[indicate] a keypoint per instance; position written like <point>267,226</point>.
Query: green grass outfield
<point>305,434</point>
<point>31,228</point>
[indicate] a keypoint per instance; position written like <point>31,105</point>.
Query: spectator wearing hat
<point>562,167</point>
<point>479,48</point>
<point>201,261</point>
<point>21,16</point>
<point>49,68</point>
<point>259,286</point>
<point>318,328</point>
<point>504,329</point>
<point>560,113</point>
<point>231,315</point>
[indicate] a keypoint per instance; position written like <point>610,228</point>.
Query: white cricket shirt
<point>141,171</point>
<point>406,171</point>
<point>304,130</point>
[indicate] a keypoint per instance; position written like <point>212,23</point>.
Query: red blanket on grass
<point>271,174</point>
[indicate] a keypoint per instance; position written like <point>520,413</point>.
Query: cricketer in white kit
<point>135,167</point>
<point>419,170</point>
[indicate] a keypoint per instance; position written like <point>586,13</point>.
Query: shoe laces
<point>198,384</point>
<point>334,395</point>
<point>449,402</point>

◆ WHAT IS NEEDED: Lay out all of the material above as a two-column CSV with the headers instruction and points. Give one row per labeling instruction: its full wording goes under instruction and every point tag that answers it goes under points, with each field in double quotes and line breaks replaced by spaces.

◆ THE RESULT:
instruction,points
"[indicate] a keypoint per instance; position written like <point>267,226</point>. Query: green grass outfield","<point>305,434</point> <point>31,228</point>"
"[indicate] a keypoint per instance; position written like <point>31,105</point>. Query: spectator wearing hat","<point>562,167</point> <point>479,48</point> <point>201,261</point> <point>21,16</point> <point>49,68</point> <point>259,286</point> <point>318,328</point> <point>504,329</point> <point>560,113</point> <point>231,315</point>"
"[indicate] a keypoint per instance; position written like <point>610,228</point>. Query: white cricket shirt","<point>141,171</point> <point>406,171</point> <point>304,130</point>"
"[indicate] a keypoint per instance; position written like <point>212,23</point>. Query: red blanket on grass","<point>271,174</point>"
"[indicate] a keypoint per instance; position written like <point>520,413</point>. Query: cricketer in white kit","<point>135,167</point> <point>419,170</point>"
"[indicate] a keypoint per instance; position written like <point>586,13</point>. Query: shoe laces","<point>198,384</point> <point>334,395</point> <point>449,402</point>"